▸ **PASSAGE**:
# Advantages of A-class over Coachbuilt



## 123456 (Feb 24, 2016)

What are the advantages of an A-class over Coachbuilt please, apart from more space up front?


----------



## Deleted member 9849 (Feb 24, 2016)

I have had both and the obvious difference is the view from the cab seats when on the road,visibility is much better in the A class,however there is a drawback as it also quickly gets cold in winter and hot in summer because of the big windscreen.We have a set of external screens which are essential in the winter and can also help in hot weather to keep the interior cool.

Some A class vans have a double floor which has 2 advantages over a coachbuilt,the water tanks are situated there which is good when in freezing weather and it also utilises more storage space with belly lockers.
The A class is more stable and quieter on the road with less body roll and wind noise however that is compared to a coachbuilt with overcab,a low profile coachbuilt would be better.
A class windscreens are mega expensive so check your insurance will cover the cost of a replacement.


----------



## Debs (Feb 25, 2016)

A class are coach built, so I suspect you mean the difference between A class and C class, where the chassis manufacturers cab is retained. :drive:


----------



## runnach (Feb 25, 2016)

Wak44 makes an interesting comment re heat retention in A class and C class. Mine is a c class, I have also had caravans. The weakness of c class I have always found in cold weather is the heat dissapates through essentially what is still a commercial cab area 

Channa


----------



## Siimplyloco (Feb 25, 2016)

123456 said:


> What are the advantages of an A-class over Coachbuilt please, apart from more space up front?



It's just posh innit? Sitting up there like looking down on the peasants like Lord Poo and Lady Dunnit! :heart:


----------



## John H (Feb 25, 2016)

▸ **TASK REQUIREMENTS**:
1 > Reproduce the motorhome thread verbatim from "I have had both" to "Debs (Feb 25, 2016)".
2 > Extend the A-class versus coachbuilt motorhome thread, picking up right after its last line.
The data that follows comes from a separate source and is unrelated to the motorhome thread.

▸ **STORED DATA**:
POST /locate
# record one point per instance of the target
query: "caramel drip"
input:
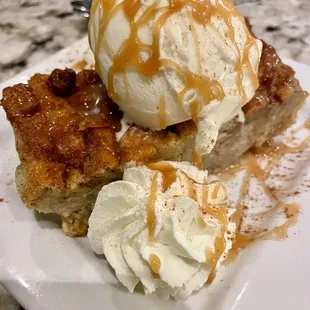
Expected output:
(272, 153)
(200, 220)
(169, 174)
(192, 192)
(126, 87)
(216, 190)
(220, 215)
(80, 65)
(151, 219)
(155, 264)
(162, 113)
(292, 212)
(195, 109)
(129, 54)
(197, 160)
(212, 257)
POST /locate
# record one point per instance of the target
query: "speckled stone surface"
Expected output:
(32, 30)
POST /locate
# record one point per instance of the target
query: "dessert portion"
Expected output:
(163, 225)
(72, 138)
(166, 62)
(65, 128)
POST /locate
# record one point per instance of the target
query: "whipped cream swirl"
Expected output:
(163, 225)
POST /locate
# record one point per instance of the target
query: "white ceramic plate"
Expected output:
(43, 269)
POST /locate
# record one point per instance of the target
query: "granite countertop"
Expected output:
(32, 30)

▸ **RESPONSES TO THE TASKS**:
1 >
I have had both and the obvious difference is the view from the cab seats when on the road,visibility is much better in the A class,however there is a drawback as it also quickly gets cold in winter and hot in summer because of the big windscreen.We have a set of external screens which are essential in the winter and can also help in hot weather to keep the interior cool.

Some A class vans have a double floor which has 2 advantages over a coachbuilt,the water tanks are situated there which is good when in freezing weather and it also utilises more storage space with belly lockers.
The A class is more stable and quieter on the road with less body roll and wind noise however that is compared to a coachbuilt with overcab,a low profile coachbuilt would be better.
A class windscreens are mega expensive so check your insurance will cover the cost of a replacement.


----------



## Debs (Feb 25, 2016)

2 >
Having had both (currently A-class) I agree with wakk44. The advantages are to do with space and streamlining; the big disadvantage is the loss of heat in cold weather. I had to smile when we bought the current motorhome because the salesman stressed that it was fully winterised and the insulation in the walls, the double floor and the double glazing would ensure that we were warm in winter. He failed to point out the huge bloody plate of glass through which heat would escape like water out of a bucket with a hole in it! In our previous van, we could isolate the cab with a curtain, which made it easier to keep the living quarters warm. In the current one, you have to have screens, which blocks the view and makes it less easy to move in a hurry, if the need arises. So, swings and roundabouts but on the whole, I'd rather have the current van.


----------



## Deleted member 9849 (Feb 25, 2016)

Debs said:


> A class are coach built, so I suspect you mean the difference between A class and C class, where the chassis manufacturers cab is retained. :drive:



My understanding of different motorhome classes in the UK is shown in the picture. 
 Perhaps we ought to stick to these categories to avoid confusion in this thread.


----------



## Wooie1958 (Feb 25, 2016)

Lowprofile here        :wave:


----------



## John H (Feb 25, 2016)

Wooie1958 said:


> Lowprofile here        :wave:



Never had a low profile but friends of ours have and I have to say I'm impressed. The disadvantage for us over hi-profile is that we used to use the overcab bed for storage and that is lost with a low profile. But swings and roundabouts again.


----------



## ScamperVan (Feb 25, 2016)

As others have said - the cab area of our low profile just doesn't have the same level of insulation as the rest of the van. A thermal curtain draped behind (seats in swivled position so you can still use them) the passenger and driving seats and blocking as many drafts as possible helps a lot - stick your hand through to grab something from the dash and the temp difference is very noticable. 
We hadn't realised til this last trip how cold the floor and metal bar (that covers the join between cab and hab area) and are the hab side of the seats would get - next winter trip we'll need some extra insulating floor coverings. 

Had a neb at a similar length A class whilst waiting for hab service and it's dampened my desire to change - I thought the A class would feel a lot roomier than the low profile, and it did but not so much to justify the cost-to -change.


----------



## Deleted member 19733 (Feb 25, 2016)

Ours is a coach built, low profile with double floor. Brilliant insulation, external winter/summer screen plus silverscreen for summer-i.e. looking out but cant see in. 
Huge under floor storage. Stable with the tag axle and economical 27-29mpg. 

Although we like the look of A class, we,re vey pleased with ours.:dance::dance:


----------



## Siimplyloco (Feb 25, 2016)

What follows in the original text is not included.